Jeff Schultz

This AJC sports blogger takes things seriously when he has to, but he really would rather not

Weekend Predictions: Dogs, Jackets win easily, Falcons finally go down

Welcome back to Weekend Predictions, where by going 10-3 against the spread last week we again validated our mission statement, which is to put you on the road to financial freedom by providing valuable insight into the complex world of sports investment strategy and international markets, although I'm not really sure what an international market is, possibly a Winn Dixie just outside of Tuscany.

Providing this 100-percent guaranteed (give or take) advice means sometimes looking at news items outside the sports world, such as this statement from Groper In Chief Donald Trump. On Thursday, Trump took a break from alienating every possible life form in our solar system -- with the possible exception of those 12 people who still believe he's fit to run the country, control nuclear weapons and operate their boiled peanuts empire -- to utter this after a woman fainted in his audience: "That woman was out cold, and now she's coming back. See, we don't go by these new, and very much softer, NFL rules. Concussions ... uh, oh, got a little ding on the head? No, no, you can't play for the rest of the season ..."
***
| ACTIVITY |
According to the weekend predictions column, what was its record against the spread the previous week?

Stored dataset items
***
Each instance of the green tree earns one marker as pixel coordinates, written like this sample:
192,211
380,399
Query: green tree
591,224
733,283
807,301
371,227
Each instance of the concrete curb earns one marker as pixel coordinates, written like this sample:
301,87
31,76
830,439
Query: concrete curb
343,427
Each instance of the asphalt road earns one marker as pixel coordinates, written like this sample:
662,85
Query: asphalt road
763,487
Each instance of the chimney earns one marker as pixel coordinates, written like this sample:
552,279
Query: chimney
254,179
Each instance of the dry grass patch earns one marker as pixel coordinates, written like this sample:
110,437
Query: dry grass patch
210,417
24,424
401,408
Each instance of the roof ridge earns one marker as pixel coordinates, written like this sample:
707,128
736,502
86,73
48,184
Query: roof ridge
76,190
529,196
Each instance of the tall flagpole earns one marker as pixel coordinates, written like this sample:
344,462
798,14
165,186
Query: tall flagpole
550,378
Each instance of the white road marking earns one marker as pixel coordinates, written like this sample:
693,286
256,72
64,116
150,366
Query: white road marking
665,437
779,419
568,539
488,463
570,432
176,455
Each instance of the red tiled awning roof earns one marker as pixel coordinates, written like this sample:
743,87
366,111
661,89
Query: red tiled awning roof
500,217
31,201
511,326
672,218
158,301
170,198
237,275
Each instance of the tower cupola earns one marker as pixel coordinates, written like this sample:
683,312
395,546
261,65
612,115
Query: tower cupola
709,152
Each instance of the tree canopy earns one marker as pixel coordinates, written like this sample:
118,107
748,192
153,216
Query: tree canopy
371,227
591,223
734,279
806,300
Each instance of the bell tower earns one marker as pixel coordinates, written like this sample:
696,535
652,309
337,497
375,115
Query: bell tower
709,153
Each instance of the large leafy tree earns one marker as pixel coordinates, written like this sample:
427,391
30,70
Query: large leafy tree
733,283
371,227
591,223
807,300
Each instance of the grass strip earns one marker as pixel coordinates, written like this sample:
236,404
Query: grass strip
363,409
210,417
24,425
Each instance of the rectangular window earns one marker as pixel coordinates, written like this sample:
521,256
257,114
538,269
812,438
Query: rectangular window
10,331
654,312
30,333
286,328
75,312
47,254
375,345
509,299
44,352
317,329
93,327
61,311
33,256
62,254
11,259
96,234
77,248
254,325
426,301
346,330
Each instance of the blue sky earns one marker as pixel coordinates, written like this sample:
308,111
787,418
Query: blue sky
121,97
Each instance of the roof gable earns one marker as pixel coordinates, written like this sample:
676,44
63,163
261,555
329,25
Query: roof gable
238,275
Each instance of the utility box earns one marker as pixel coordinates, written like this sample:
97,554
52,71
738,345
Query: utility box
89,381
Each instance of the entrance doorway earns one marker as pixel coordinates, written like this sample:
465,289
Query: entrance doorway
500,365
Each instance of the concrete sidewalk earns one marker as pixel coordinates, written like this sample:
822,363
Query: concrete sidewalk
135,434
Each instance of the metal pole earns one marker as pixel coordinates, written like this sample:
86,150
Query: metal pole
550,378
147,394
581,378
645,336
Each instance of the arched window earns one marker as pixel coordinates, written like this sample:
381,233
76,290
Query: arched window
***
| COMPLETED EXERCISE |
10-3